→ WHAT YOU HAVE TO DO
In the records below, find the line holding "the low white" and the line holding "of the snowy". Set down both, with every line between them, exactly.

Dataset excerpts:
==*==
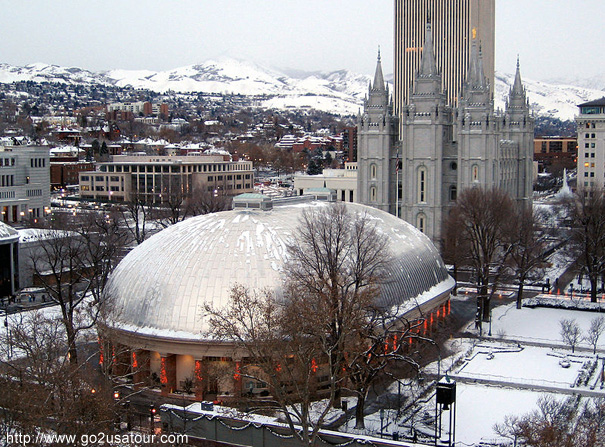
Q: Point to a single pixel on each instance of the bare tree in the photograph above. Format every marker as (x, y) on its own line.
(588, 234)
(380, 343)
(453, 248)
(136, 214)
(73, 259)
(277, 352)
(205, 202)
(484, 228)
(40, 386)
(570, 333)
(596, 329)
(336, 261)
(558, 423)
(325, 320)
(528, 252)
==*==
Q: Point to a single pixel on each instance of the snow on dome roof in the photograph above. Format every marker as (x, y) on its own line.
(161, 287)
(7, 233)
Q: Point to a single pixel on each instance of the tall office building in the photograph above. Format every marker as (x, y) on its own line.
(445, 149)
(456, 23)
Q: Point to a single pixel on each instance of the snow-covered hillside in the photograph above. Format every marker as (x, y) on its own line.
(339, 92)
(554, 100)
==*==
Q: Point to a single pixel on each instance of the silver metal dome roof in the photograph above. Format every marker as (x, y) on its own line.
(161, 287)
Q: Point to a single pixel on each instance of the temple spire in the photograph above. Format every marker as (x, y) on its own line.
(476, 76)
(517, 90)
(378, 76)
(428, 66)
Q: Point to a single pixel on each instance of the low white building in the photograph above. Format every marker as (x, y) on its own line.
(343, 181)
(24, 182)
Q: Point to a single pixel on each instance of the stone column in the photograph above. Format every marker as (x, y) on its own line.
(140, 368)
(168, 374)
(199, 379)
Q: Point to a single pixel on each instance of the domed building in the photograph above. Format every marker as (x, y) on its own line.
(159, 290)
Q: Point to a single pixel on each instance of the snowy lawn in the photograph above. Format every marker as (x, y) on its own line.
==*==
→ ANSWER
Q: Point to a single pixel on each instance of the low white building in the photograph above. Format every marker as (x, y) on its own line.
(343, 181)
(24, 182)
Q: Point to a single pixel on each instance of the stone column in the photograph above. Format every marker as (x, y) on its own line.
(140, 368)
(168, 374)
(199, 379)
Q: Point to a single pixel on each instance of the domed building in the photograph above. Format every marker as (x, y) on its own line.
(159, 290)
Q: Point to a single pixel on each instance of the snowy lawn in the photograph above. Format every marker as (x, y) on its own line.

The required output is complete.